#### Required action A:
Return the stretch of the article on the Utah grant lawsuit from "Utah Attorney General Sean" through "over the case.", copied word for word.
#### Required action B:
List every agency that, according to the article on the Utah grant lawsuit, received a share of the grant money the Commission on Criminal and Juvenile Justice parceled out.
#### Required action C:
According to the article on the Utah grant lawsuit, what sentence is Reginald Williams serving, and for what crimes?

#### Exercise text:
Segment Open

Nicole Boliaux, Deseret News

SALT LAKE CITY — A Utah prison inmate whose claims initiated a federal investigation and lawsuit against several state criminal justice agencies accusing them of illegally accepting millions of dollars in grant and stimulus money defended his actions from his cell.

Reginald Williams, 59, said in a statement this week that he knows not everyone is excited that a prisoner uncovered the alleged fraud among agencies entrusted to ensure liberty and justice. He said he’s “keenly aware” of the optics, but that he shouldn’t be blamed.

“The focus must remain on the officials who betrayed the public trust,” according to the statement.

The U.S. Attorney’s Office in Utah filed a lawsuit against the state and 18 current and former state administrators in April, claiming they made false representations — including that they lost jobs or would lose jobs to budget cuts — in order to obtain and continue to receive U.S. Department of Justice grants.

The Utah Legislature appropriated sufficient money to pay for the salaries of employees the agencies paid with federal grant money, the lawsuit says. In some cases, the agencies had budget surpluses.

The Commission on Criminal and Juvenile Justice received more than $17 million through the DOJ’s Edward Byrne Memorial Justice Assistance Grant Program, the American Recovery Reinvestment Act Program, and the Internet Crimes Against Children Task Force Continuation Program from 2009 to 2011. Some of the dollars were earmarked for states struggling in the wake of the 2008 economic crisis.

The commission parceled the money out in smaller amounts to the Utah Attorney General’s Office, Utah Department of Public Safety, Utah Department of Corrections, Administrative Office of the Courts and Juvenile Justice Services.

The federal government seeks an undetermined amount in damages, including between $11,181 and $22,363 for each violation of the False Claims Act.

Utah Attorney General Sean Reyes said he intends to vigorously defend the state officials named in the complaint.

Mistakes may have been made in the grant process, but the notion that they were all involved in a massive prolonged conspiracy to defraud the federal government is not only far-fetched but simply wrong, Reyes said earlier.

Williams, who is serving a life sentence for aggravated sexual assault and aggravated robbery, first leveled the allegations as a whistleblower in a lawsuit against the state in 2015. The lawsuit led to a federal investigation and the DOJ taking over the case.

He became aware of the fraudulent conduct while working in the prison print shop and observing corrections employees, paid with grant funds, violating terms of the grant awards, according to his lawsuit.

Segment Closed

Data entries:
Segment Open

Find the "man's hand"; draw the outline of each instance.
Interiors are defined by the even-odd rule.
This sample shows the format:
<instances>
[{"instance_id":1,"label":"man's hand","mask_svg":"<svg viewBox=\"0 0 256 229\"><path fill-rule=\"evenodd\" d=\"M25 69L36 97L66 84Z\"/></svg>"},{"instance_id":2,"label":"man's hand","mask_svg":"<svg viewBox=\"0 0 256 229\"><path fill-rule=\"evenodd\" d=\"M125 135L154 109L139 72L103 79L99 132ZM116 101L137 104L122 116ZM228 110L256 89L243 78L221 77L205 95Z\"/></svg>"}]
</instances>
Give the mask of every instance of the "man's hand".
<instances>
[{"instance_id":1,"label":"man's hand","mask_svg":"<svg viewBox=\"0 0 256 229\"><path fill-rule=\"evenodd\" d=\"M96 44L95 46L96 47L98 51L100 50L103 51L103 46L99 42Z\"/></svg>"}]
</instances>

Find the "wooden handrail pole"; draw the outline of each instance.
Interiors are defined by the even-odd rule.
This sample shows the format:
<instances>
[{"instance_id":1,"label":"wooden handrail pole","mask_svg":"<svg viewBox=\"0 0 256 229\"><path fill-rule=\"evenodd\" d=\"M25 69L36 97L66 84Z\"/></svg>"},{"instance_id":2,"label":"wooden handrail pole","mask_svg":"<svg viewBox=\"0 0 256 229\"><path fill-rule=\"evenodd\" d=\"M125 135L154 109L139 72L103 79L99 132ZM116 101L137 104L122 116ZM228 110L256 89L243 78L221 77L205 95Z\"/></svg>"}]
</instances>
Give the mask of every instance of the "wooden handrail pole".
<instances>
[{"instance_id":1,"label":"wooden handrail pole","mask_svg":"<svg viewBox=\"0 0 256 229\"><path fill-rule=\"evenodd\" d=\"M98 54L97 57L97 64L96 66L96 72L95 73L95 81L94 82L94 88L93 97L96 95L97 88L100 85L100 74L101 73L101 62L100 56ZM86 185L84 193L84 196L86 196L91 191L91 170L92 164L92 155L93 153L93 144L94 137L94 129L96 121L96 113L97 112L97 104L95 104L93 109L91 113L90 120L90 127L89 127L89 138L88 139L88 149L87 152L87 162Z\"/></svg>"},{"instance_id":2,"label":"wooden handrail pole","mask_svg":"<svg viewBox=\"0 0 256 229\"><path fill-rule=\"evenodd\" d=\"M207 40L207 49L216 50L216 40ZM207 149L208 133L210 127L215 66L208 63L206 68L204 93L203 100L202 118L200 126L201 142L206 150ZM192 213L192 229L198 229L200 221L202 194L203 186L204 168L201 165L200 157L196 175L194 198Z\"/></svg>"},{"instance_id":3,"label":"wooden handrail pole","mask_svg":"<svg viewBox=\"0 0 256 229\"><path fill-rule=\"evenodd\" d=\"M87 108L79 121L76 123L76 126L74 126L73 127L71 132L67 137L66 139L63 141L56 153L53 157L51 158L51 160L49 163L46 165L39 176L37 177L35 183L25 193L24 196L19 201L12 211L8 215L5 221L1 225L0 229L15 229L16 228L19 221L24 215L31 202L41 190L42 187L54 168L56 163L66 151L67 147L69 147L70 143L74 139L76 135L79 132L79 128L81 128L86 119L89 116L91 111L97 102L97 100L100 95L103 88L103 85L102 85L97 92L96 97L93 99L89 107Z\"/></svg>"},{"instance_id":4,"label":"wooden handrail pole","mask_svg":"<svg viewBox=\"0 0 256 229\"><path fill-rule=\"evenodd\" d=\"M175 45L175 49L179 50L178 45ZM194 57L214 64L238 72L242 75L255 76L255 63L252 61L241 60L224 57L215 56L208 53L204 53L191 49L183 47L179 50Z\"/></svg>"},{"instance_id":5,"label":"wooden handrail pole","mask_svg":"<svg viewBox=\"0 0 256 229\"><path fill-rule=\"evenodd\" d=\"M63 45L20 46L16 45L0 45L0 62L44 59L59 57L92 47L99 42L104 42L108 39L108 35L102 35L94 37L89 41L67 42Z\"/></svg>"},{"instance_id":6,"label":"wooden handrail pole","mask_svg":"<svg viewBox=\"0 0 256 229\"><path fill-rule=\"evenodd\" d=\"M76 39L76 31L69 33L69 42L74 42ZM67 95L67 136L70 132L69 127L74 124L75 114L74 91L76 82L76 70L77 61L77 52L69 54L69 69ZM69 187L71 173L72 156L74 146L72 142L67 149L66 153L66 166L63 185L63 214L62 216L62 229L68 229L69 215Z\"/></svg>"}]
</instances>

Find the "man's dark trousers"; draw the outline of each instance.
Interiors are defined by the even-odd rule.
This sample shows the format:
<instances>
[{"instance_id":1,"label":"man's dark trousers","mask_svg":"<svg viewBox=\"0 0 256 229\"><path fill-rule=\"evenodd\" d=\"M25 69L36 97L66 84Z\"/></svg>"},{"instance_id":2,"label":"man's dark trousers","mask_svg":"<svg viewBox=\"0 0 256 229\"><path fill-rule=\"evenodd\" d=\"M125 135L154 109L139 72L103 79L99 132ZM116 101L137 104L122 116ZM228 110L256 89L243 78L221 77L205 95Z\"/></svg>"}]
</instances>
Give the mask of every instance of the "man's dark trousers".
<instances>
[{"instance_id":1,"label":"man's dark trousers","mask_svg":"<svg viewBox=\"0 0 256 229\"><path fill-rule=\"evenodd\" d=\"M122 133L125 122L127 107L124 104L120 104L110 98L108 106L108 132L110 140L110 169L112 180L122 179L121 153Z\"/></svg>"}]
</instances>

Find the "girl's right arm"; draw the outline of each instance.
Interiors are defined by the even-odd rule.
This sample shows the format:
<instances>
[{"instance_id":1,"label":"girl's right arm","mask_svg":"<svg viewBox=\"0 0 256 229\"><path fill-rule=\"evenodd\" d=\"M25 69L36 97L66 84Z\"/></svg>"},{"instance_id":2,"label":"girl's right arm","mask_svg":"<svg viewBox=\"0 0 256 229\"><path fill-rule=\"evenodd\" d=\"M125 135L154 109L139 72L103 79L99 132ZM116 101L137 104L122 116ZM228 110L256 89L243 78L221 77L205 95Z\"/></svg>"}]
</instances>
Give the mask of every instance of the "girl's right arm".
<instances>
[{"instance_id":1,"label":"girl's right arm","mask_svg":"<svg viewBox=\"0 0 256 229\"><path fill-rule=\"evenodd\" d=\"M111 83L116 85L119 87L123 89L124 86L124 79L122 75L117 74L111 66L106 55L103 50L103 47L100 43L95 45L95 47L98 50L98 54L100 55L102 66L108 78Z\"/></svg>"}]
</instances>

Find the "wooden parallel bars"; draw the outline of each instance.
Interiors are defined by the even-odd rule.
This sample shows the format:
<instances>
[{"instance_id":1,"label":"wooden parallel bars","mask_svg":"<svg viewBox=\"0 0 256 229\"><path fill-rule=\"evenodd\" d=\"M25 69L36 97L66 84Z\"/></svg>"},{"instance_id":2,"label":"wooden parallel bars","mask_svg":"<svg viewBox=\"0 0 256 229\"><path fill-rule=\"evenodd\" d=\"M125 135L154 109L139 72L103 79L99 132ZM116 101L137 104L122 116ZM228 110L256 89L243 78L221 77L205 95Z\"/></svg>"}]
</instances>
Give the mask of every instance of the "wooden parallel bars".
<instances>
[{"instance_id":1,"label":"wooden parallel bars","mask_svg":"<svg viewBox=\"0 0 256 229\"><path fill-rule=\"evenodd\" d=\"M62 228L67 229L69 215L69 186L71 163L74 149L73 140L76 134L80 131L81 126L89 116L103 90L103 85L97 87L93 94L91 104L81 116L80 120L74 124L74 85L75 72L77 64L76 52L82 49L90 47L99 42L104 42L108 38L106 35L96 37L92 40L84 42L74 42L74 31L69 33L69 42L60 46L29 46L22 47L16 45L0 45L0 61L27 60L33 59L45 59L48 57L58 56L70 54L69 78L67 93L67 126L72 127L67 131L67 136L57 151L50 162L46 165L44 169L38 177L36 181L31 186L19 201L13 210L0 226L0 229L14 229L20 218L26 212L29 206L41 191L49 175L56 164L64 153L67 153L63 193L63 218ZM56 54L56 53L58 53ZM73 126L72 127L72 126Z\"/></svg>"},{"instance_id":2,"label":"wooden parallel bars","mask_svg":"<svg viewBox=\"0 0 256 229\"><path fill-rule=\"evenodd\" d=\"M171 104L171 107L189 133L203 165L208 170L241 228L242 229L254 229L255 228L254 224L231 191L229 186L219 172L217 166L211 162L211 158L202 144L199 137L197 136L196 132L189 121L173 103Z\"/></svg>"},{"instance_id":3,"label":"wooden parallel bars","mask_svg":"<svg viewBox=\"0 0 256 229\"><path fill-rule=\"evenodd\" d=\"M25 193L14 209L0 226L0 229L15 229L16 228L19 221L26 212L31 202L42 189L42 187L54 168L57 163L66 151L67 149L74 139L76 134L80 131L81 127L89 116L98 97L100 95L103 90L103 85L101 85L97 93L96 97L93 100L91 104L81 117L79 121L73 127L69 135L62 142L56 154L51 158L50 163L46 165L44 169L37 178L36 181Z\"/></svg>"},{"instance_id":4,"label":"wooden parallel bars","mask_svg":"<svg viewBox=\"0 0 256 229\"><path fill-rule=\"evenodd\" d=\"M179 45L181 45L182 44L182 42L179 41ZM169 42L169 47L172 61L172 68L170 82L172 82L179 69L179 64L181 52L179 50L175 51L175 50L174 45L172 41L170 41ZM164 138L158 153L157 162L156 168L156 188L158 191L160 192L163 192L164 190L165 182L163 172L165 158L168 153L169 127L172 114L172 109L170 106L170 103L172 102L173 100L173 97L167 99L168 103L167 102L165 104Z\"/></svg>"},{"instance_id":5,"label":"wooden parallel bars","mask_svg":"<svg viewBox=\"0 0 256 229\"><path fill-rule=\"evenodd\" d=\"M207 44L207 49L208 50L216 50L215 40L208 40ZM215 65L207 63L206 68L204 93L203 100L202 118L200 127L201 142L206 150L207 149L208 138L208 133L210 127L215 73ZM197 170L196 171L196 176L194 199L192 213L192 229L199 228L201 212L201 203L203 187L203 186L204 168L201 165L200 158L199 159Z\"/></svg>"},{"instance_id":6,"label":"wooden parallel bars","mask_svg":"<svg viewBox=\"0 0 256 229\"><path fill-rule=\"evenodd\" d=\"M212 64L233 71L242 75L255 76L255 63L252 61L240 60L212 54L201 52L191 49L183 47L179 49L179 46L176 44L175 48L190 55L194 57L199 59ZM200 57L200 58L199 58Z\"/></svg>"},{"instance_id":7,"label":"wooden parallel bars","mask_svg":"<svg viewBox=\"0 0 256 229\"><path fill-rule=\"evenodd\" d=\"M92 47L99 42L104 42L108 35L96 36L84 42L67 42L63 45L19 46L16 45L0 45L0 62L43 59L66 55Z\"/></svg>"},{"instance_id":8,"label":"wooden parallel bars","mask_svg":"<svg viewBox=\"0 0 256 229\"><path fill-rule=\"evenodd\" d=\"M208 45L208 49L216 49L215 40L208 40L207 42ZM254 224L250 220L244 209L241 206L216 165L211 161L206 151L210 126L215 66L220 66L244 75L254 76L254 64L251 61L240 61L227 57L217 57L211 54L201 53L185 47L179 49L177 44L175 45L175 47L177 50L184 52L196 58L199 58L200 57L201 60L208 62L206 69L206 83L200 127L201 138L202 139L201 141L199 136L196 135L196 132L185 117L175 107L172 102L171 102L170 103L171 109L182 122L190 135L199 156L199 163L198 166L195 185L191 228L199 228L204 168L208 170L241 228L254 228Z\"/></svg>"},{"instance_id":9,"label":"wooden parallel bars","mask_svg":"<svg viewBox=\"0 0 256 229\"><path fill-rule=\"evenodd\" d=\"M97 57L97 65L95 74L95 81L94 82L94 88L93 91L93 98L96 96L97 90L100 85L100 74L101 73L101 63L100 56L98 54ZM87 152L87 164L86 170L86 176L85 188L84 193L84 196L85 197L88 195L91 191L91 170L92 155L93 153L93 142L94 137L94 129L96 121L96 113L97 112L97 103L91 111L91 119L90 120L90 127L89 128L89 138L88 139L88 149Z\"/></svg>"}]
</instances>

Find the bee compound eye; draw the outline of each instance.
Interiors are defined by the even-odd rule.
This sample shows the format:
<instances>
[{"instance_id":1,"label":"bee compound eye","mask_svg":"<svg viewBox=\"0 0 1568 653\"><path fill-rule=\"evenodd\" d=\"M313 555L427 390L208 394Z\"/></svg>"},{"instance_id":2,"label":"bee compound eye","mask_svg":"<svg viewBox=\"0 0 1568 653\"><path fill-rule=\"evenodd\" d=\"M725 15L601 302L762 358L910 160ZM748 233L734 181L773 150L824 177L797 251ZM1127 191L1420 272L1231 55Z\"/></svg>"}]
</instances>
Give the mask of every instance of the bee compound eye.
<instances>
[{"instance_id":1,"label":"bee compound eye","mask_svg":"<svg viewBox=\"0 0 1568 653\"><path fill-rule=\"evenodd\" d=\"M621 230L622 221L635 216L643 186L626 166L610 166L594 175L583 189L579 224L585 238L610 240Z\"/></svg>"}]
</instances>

Segment Closed

#### Task output A:
Utah Attorney General Sean Reyes said he intends to vigorously defend the state officials named in the complaint.

Mistakes may have been made in the grant process, but the notion that they were all involved in a massive prolonged conspiracy to defraud the federal government is not only far-fetched but simply wrong, Reyes said earlier.

Williams, who is serving a life sentence for aggravated sexual assault and aggravated robbery, first leveled the allegations as a whistleblower in a lawsuit against the state in 2015. The lawsuit led to a federal investigation and the DOJ taking over the case.

#### Task output B:
Utah Attorney General's Office
Utah Department of Public Safety
Utah Department of Corrections
Administrative Office of the Courts
Juvenile Justice Services

#### Task output C:
He is serving a life sentence for aggravated sexual assault and aggravated robbery.